Stored data
□ □ □

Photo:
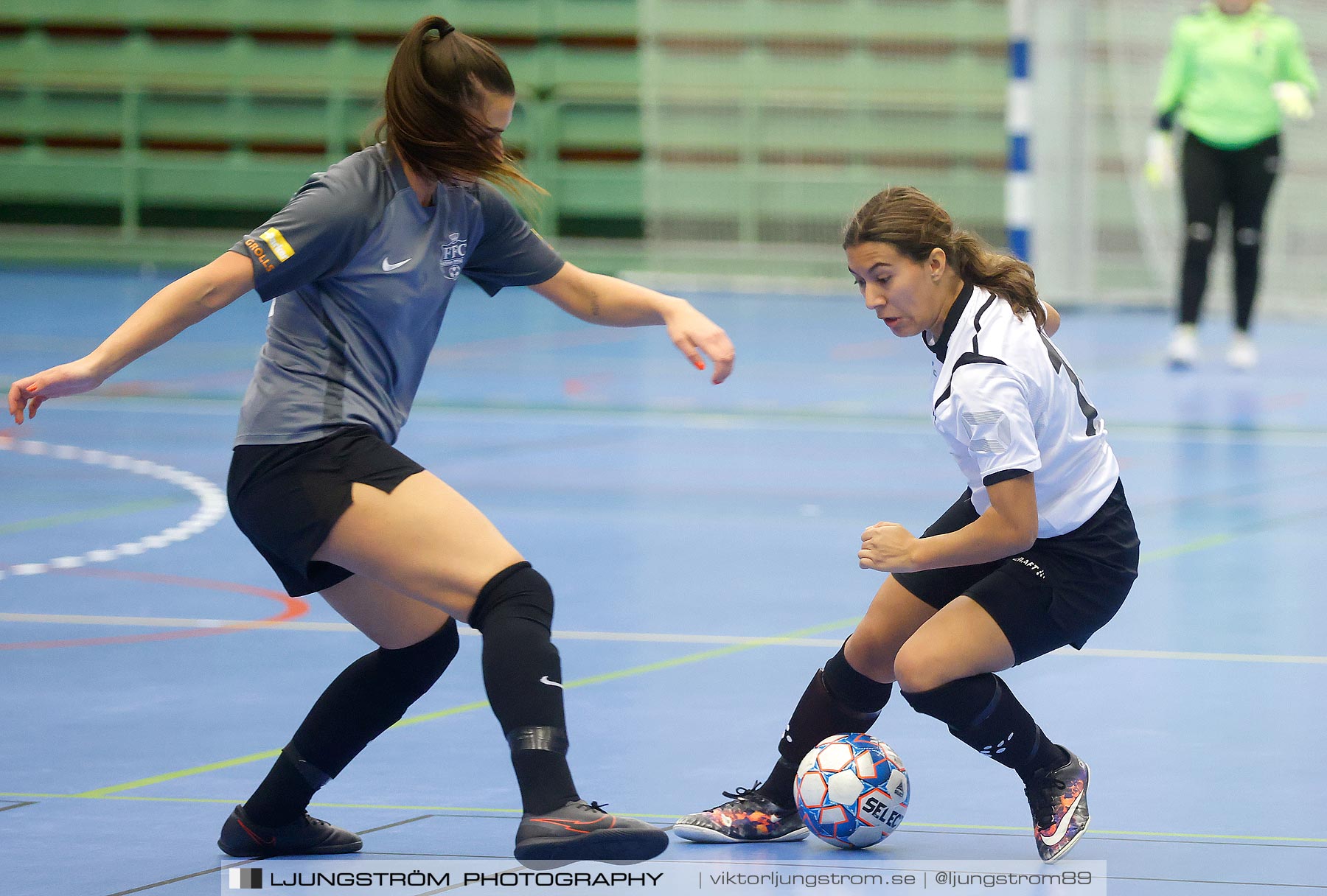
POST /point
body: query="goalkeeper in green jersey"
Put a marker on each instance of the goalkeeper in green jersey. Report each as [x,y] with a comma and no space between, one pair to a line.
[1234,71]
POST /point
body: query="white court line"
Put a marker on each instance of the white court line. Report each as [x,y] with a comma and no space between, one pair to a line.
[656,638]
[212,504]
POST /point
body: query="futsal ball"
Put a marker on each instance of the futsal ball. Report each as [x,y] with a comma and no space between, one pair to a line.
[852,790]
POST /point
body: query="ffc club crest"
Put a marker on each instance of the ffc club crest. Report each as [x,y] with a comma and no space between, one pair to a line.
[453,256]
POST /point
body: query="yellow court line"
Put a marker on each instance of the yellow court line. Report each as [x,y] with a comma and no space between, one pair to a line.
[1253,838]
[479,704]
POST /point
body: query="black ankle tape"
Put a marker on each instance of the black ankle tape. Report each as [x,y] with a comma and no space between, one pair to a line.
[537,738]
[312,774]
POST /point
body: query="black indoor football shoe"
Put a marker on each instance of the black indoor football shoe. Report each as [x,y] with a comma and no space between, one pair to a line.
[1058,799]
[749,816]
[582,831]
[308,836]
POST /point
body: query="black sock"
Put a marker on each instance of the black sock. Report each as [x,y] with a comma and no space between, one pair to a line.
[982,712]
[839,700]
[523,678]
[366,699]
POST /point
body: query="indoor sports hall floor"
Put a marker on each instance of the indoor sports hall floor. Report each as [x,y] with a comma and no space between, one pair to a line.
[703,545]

□ □ □

» WHAT TO WORK ON
Check each line of the records for the word "body" and extract those that contain it.

» TASK RESULT
body: query="goalkeeper in green jersey"
body: query="white court line"
body: query="futsal ball"
body: query="ffc club crest"
body: query="yellow court line"
body: query="black ankle tape"
body: query="black indoor football shoe"
body: query="black sock"
body: query="indoor sports hall floor"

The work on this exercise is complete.